PROBLEM REQUIREMENTS: Which lines in the items below contain the string "tractor" (case counts)? Pick out each one and copy it whole.

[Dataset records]
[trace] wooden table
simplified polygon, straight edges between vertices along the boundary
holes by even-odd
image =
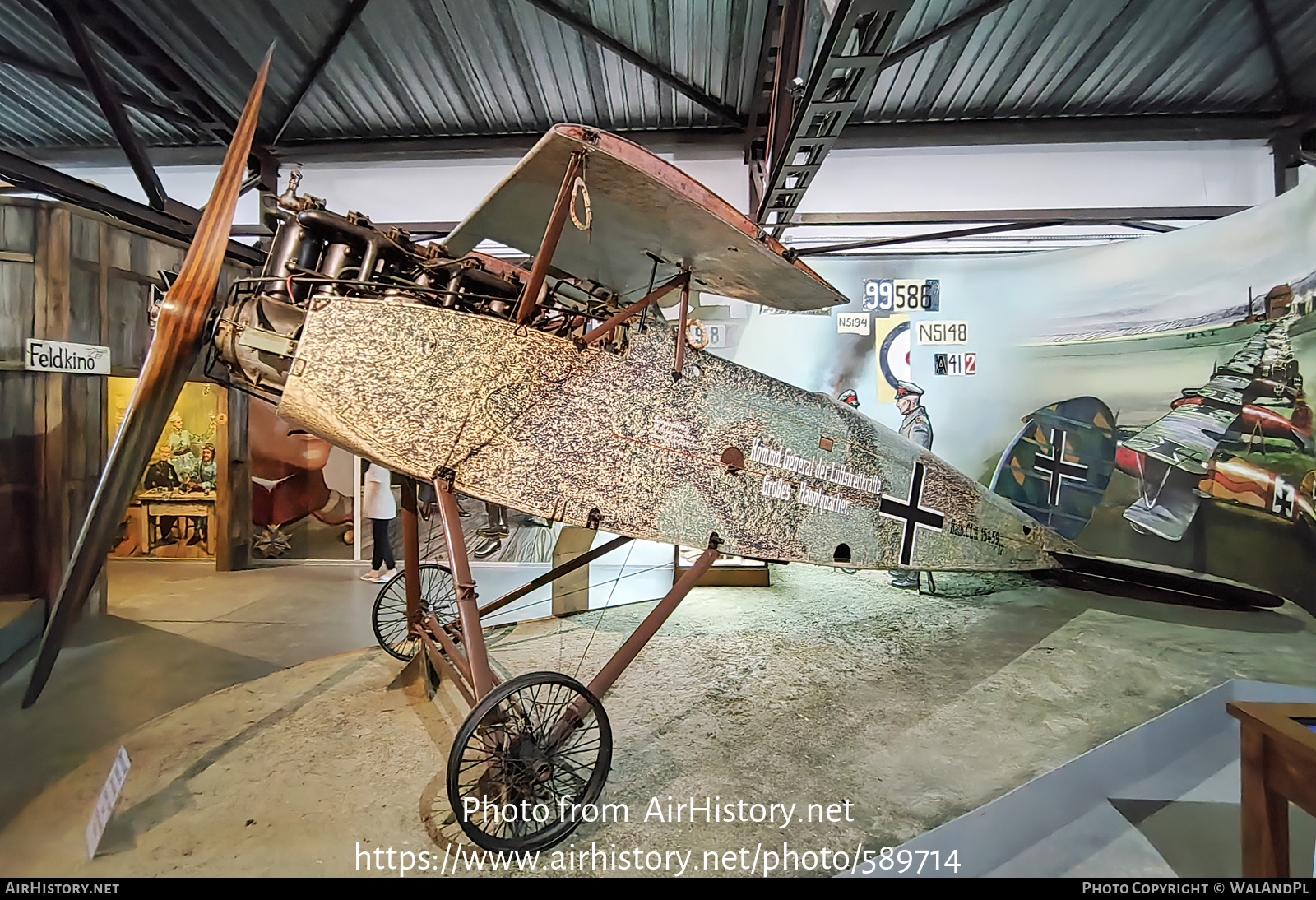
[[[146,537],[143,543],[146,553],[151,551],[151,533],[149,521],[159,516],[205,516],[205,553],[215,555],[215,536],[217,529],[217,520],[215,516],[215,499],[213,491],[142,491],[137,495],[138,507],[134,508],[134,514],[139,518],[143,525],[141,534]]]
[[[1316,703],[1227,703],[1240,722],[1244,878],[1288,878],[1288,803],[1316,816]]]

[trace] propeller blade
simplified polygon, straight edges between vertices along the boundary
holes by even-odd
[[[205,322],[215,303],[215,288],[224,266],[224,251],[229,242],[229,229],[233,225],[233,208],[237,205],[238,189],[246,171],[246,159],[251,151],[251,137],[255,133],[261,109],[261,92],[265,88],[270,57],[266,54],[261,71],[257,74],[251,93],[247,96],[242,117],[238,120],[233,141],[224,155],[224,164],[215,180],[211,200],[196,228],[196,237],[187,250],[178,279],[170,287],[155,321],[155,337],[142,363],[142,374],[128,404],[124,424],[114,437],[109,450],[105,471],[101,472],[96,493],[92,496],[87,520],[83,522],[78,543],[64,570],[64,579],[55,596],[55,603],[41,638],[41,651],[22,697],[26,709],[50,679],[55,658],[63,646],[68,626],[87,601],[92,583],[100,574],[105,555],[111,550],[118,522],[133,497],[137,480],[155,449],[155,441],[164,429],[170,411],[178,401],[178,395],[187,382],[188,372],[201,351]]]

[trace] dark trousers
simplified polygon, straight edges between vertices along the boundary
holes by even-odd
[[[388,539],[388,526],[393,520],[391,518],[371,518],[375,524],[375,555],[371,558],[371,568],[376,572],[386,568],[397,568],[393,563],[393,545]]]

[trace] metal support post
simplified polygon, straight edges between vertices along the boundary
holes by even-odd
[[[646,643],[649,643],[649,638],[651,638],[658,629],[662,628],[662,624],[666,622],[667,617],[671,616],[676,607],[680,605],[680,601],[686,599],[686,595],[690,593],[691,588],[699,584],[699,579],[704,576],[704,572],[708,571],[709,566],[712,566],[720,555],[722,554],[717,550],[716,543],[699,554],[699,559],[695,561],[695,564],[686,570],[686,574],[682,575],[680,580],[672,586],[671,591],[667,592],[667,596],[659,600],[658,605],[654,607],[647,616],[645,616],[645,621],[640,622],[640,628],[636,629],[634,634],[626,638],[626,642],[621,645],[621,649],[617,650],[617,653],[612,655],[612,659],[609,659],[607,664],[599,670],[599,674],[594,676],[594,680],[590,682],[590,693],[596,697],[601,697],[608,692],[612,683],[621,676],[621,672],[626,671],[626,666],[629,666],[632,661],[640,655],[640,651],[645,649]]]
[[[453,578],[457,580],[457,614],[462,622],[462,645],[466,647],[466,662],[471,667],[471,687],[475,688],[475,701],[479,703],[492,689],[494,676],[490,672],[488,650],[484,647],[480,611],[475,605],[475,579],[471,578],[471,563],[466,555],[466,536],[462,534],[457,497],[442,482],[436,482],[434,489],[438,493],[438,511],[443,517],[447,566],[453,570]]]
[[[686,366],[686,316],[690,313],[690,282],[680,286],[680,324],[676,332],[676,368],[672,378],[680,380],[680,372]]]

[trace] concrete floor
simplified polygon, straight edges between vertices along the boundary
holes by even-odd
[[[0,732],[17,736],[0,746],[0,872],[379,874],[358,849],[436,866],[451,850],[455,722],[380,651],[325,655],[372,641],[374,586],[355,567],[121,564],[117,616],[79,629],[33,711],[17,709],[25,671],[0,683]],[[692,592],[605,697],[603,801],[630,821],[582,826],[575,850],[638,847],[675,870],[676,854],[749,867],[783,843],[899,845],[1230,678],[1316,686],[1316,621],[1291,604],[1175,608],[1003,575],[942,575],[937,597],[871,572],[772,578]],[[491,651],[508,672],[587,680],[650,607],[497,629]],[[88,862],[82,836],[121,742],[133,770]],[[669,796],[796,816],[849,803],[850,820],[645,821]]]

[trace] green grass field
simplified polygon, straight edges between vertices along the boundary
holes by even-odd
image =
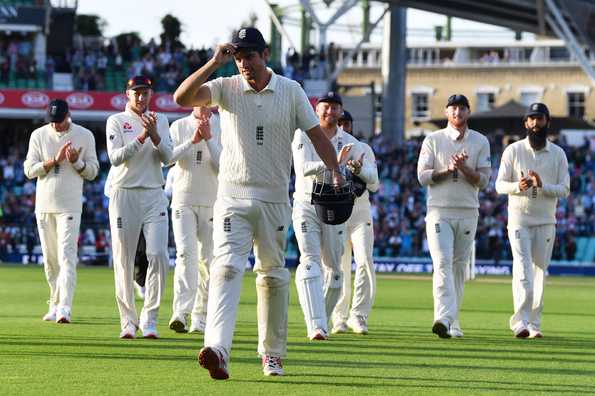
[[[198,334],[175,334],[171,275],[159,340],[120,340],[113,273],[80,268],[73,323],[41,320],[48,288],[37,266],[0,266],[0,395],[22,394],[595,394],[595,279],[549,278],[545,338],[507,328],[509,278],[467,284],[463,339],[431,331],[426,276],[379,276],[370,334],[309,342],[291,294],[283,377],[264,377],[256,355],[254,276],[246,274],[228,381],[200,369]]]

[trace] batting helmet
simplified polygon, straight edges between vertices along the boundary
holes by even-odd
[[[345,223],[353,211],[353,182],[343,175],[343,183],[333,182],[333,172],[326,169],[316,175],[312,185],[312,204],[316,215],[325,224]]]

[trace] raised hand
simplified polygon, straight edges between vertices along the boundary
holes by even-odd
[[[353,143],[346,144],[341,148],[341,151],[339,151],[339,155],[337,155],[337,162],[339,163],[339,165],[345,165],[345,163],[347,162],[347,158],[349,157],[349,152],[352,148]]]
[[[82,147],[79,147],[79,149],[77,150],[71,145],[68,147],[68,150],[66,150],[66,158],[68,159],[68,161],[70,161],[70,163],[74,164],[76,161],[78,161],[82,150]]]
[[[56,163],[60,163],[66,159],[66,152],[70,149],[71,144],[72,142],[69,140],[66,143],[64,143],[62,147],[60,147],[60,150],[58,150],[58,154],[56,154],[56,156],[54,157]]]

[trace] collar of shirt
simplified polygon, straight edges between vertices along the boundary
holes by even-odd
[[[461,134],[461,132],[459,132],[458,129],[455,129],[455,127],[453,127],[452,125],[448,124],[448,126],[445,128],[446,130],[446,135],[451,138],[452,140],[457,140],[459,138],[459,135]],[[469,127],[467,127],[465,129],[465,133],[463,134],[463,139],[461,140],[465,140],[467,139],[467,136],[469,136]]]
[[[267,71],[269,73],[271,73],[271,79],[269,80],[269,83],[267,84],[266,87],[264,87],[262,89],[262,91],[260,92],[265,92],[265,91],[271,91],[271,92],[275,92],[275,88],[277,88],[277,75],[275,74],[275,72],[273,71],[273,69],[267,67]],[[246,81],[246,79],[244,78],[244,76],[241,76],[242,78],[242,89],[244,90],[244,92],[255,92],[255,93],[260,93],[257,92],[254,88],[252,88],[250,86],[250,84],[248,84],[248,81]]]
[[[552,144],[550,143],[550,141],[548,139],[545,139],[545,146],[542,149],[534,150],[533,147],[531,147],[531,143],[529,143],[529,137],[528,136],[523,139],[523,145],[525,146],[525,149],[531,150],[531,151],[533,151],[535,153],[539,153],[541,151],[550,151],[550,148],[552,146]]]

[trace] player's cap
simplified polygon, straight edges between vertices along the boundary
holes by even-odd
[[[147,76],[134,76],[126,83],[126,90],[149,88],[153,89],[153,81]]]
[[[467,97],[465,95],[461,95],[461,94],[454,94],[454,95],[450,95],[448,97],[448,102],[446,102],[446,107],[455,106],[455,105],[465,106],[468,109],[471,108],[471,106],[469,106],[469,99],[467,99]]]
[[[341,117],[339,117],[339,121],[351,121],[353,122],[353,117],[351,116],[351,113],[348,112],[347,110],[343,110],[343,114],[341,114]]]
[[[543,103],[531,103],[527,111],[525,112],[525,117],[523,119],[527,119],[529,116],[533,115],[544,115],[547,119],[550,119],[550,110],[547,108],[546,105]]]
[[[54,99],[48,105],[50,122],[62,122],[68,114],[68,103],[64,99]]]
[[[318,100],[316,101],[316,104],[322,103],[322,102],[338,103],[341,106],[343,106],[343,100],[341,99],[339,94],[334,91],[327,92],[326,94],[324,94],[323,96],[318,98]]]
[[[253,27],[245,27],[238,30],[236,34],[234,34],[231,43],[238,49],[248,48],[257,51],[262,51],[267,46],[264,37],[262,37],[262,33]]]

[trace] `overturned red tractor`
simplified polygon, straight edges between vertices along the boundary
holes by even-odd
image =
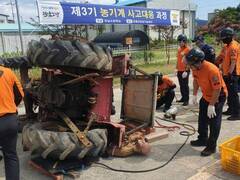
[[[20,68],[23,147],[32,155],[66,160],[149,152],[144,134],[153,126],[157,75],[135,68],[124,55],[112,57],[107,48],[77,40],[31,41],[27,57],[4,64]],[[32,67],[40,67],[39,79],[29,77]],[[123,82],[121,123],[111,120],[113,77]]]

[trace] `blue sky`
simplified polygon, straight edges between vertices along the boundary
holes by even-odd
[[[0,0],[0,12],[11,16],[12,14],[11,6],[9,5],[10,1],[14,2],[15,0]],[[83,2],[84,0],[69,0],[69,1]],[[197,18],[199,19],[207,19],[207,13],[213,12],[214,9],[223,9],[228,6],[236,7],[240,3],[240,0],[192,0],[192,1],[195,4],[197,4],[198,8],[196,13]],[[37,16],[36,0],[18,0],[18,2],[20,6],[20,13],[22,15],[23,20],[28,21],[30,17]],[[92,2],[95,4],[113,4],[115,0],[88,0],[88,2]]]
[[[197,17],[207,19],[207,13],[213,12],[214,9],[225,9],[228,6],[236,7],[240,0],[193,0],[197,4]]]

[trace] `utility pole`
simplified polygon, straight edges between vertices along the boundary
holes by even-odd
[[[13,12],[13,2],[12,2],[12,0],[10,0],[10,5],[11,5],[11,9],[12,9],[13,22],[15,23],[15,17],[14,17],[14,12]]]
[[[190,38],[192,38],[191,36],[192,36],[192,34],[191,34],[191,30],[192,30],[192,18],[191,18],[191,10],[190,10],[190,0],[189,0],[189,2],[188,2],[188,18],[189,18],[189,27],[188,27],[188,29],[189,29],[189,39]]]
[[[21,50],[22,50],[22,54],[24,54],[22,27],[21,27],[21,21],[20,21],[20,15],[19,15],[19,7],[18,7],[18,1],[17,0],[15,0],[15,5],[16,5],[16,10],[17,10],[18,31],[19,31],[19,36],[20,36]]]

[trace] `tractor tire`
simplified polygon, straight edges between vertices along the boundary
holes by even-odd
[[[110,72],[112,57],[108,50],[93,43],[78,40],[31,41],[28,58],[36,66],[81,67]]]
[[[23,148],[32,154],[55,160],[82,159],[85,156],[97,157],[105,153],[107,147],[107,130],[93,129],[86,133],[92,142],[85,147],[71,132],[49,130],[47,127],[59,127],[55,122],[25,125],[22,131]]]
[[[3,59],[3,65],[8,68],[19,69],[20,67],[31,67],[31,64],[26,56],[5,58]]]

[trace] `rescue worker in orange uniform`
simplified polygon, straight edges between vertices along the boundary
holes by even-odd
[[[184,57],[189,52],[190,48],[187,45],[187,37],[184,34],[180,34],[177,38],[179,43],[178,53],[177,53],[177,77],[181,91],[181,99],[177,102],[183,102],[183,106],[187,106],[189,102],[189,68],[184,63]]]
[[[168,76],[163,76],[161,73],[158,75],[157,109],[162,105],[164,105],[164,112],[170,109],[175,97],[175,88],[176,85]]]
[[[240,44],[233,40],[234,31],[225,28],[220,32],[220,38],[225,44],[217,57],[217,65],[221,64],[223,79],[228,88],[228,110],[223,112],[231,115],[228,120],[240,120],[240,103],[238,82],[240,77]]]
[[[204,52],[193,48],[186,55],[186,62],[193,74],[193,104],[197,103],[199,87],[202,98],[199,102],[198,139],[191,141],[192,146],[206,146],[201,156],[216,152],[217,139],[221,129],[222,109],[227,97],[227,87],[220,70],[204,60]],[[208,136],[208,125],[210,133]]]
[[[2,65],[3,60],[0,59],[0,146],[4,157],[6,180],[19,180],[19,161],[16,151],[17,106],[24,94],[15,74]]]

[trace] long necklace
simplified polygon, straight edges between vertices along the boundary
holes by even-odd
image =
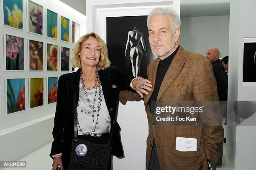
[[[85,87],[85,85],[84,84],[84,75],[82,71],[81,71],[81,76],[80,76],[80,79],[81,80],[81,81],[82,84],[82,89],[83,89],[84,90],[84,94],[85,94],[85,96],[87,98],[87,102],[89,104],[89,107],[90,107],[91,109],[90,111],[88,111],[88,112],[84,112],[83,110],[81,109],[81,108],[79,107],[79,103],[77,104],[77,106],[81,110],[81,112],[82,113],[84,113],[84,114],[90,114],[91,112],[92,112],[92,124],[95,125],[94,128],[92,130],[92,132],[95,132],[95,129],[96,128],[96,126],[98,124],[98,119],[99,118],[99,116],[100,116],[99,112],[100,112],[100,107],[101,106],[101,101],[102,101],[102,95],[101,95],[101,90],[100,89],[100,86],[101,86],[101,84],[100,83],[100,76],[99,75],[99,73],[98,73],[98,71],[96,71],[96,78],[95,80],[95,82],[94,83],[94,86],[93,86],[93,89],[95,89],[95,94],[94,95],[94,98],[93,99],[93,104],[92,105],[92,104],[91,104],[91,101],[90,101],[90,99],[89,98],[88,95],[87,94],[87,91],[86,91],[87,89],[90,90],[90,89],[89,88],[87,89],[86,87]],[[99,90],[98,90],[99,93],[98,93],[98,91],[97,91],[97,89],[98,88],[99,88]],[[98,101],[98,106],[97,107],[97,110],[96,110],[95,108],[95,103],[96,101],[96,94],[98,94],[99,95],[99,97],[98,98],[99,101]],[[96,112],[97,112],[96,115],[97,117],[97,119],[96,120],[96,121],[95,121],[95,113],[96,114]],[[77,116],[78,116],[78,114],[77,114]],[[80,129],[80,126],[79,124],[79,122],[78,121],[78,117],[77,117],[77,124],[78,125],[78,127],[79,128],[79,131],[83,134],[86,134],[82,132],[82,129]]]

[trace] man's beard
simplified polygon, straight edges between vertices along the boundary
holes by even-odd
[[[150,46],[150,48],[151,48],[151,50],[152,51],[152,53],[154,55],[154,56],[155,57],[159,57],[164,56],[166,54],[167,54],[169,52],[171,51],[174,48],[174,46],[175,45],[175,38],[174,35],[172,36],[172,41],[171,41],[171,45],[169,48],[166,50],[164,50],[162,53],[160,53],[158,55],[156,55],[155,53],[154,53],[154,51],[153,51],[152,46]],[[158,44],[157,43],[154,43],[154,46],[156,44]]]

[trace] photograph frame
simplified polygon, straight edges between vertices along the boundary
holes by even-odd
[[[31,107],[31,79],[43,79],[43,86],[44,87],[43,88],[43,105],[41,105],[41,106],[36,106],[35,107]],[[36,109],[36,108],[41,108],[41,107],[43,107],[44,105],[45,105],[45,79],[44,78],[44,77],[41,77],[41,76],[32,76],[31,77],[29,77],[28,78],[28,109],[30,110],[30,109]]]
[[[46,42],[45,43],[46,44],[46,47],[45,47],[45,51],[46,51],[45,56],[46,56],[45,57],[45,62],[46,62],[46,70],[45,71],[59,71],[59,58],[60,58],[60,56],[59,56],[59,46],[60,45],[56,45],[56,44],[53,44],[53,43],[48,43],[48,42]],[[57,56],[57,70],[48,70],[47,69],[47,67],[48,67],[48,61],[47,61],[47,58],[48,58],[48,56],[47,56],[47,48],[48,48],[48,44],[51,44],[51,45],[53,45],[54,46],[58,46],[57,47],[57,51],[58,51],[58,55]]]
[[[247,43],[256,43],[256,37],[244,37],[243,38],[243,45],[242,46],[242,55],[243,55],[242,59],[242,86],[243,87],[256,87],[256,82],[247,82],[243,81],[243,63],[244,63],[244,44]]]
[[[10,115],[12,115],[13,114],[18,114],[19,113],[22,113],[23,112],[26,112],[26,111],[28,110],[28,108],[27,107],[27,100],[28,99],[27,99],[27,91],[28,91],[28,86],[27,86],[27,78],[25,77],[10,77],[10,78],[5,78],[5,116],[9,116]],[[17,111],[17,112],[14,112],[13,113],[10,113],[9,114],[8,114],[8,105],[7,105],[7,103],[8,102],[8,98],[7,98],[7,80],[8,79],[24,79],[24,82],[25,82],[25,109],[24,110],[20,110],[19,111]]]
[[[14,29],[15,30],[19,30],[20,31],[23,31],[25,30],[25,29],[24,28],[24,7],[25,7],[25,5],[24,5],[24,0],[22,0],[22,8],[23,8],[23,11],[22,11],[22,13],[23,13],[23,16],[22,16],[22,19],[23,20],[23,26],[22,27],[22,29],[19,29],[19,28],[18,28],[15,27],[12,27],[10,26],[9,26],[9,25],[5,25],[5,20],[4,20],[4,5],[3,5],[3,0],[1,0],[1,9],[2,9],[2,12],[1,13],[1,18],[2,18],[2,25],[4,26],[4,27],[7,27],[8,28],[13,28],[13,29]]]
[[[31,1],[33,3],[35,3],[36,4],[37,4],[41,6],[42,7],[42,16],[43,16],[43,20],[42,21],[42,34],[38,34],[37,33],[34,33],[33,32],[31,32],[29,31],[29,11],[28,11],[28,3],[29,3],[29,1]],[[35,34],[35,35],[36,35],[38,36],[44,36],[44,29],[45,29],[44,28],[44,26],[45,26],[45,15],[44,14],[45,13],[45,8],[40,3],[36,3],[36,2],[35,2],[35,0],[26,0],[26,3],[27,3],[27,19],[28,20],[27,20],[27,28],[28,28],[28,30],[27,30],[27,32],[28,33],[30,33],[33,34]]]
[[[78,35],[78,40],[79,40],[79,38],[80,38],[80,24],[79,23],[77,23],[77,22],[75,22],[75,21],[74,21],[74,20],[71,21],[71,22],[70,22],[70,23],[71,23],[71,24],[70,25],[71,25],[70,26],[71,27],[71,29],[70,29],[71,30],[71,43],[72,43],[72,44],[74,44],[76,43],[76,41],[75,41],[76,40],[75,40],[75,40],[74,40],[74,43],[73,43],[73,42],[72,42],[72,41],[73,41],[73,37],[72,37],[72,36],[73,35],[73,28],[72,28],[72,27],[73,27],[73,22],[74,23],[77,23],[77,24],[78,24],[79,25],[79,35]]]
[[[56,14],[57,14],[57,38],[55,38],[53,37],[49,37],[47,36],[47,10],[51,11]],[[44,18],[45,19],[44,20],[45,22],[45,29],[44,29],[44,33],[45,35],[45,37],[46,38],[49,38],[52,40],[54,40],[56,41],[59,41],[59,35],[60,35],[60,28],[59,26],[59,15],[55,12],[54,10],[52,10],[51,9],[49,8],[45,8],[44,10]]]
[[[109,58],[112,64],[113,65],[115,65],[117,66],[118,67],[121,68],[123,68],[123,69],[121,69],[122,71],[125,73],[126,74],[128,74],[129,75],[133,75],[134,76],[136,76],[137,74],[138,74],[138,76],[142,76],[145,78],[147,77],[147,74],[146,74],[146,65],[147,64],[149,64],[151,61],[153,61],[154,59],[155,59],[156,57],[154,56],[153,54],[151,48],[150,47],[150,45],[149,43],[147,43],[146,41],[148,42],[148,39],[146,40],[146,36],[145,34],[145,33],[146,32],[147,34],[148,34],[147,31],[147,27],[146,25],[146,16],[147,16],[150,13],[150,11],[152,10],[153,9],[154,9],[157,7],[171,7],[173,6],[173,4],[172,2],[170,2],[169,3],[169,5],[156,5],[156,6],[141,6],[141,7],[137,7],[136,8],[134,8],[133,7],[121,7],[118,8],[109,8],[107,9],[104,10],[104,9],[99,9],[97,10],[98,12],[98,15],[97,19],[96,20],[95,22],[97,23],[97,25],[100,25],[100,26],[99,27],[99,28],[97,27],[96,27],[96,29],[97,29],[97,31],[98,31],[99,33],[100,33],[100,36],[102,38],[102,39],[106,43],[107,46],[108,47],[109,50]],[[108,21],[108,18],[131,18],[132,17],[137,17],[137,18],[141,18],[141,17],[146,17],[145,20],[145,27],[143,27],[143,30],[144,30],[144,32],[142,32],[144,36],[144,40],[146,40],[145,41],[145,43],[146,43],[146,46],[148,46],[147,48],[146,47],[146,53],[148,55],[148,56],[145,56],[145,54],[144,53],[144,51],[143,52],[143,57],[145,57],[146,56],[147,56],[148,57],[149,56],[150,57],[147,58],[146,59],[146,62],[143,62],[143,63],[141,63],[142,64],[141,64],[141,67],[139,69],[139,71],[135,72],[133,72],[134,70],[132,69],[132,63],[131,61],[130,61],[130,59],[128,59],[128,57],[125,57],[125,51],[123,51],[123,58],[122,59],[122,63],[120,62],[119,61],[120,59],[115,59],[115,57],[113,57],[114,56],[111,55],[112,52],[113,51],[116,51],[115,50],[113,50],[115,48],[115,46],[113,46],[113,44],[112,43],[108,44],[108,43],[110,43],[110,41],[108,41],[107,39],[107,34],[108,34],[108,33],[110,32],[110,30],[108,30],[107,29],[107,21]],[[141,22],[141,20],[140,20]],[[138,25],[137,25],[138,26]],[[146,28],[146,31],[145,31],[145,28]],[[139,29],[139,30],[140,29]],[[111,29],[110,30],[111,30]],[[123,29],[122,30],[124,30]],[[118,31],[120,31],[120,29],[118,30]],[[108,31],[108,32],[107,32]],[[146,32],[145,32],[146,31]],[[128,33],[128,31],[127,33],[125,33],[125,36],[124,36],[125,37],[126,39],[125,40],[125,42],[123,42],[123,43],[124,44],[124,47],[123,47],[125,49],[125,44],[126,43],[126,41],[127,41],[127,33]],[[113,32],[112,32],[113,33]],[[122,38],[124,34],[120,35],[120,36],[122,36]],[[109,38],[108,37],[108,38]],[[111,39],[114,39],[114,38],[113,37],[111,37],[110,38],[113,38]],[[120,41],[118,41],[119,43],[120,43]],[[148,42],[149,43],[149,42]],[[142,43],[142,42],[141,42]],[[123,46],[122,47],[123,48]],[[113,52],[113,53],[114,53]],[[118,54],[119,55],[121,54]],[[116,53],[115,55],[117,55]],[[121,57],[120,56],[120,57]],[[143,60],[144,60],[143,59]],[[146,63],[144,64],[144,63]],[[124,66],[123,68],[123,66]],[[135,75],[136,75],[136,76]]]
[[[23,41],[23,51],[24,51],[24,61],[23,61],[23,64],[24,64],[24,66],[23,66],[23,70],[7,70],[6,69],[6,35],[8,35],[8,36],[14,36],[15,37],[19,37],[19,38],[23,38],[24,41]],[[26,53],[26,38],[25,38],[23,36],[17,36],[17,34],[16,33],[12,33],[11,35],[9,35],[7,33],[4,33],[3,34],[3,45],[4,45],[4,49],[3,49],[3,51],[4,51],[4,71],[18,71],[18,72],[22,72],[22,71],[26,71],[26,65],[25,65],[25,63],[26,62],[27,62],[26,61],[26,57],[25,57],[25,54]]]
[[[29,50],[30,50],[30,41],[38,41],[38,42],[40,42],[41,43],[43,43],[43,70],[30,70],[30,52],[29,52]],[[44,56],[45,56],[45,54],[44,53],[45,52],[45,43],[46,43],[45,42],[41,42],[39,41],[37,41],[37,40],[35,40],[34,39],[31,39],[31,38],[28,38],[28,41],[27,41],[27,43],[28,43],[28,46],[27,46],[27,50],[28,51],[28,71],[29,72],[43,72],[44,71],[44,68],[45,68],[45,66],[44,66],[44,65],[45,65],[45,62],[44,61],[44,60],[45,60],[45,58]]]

THE RESPONSE:
[trace] `overturned red tractor`
[trace] `tractor tire`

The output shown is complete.